_FRAGMENT_:
•••

Hoe staat het met de wereldorde als het coronavirus eenmaal is bedwongen? Volgens Rob de Wijk zijn er allerlei kansen voor zowel China, de Verenigde Staten als de Europese Unie, schrijft hij in Het Parool.
Als we veel commentatoren moeten geloven, stort de westerse wereldorde in als gevolg van de coronacrisis. Dit werd overigens tien jaar geleden ook al voorspeld. De financiële crisis had toen twee effecten.
Allereerst verzwakte het Westen, waardoor het opkomende China, en in zijn kielzog Rusland, assertiever werden. China trachtte de Zuid-Chinese Zee onder controle te krijgen en Rusland annexeerde de Krim.
Ten tweede voerde de EU de economische integratie verder door. Om te voorkomen dat nogmaals landen en banken om zouden vallen, kwamen er financiële reddingmechanismen.
Wat er nu gebeurt, lijkt op een herhaling van toen. China en Rusland maken van de crisis gebruik om hun positie te versterken. Met een hoop tamtam worden hulpgoederen Italië binnengebracht. Dat Duitsland en Oostenrijk tegelijkertijd Italiaanse coronapatiënten opnemen maakt, geen indruk. De ongebruikelijke Chinese en Russische steun wel.

•••

_OPDRACHT_:
Beantwoord de volgende vragen over het fragment.
1. In welke krant schrijft Rob de Wijk zijn stuk?
2. Welk gebied probeerde China onder controle te krijgen?
3. Wat kwam er in de EU om te voorkomen dat landen en banken nogmaals zouden omvallen?

[Opgeslagen gegevens]
•••

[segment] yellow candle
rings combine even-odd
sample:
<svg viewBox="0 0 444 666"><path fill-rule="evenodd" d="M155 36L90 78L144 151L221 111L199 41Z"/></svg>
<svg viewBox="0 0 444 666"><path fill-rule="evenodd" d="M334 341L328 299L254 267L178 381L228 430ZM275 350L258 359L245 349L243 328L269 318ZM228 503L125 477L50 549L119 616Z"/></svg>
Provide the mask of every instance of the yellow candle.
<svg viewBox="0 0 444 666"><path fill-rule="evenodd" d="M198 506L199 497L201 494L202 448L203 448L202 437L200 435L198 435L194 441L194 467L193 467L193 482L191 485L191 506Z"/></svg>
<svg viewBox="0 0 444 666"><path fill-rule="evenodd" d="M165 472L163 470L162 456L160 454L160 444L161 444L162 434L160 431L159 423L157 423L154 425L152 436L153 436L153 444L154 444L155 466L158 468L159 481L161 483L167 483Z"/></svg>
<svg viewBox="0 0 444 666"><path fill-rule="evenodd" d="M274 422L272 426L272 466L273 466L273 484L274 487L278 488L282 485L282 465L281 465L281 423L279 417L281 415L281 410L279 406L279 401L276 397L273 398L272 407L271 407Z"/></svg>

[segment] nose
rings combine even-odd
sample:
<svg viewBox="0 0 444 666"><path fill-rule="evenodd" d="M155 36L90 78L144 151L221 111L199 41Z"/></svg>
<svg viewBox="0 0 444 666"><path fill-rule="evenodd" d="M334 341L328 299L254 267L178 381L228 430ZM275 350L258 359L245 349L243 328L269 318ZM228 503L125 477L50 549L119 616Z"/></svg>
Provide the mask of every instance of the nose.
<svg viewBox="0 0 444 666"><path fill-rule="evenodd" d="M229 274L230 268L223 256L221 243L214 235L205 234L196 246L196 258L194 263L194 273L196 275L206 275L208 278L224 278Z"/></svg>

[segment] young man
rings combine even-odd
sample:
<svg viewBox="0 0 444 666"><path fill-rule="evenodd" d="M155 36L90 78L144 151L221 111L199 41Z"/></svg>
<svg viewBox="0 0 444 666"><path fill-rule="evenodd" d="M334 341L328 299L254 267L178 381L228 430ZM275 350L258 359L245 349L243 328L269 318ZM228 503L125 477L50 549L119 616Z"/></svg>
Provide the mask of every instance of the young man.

•••

_UITGEWERKTE OPLOSSING_:
1. In Het Parool.
2. De Zuid-Chinese Zee.
3. Financiële reddingmechanismen.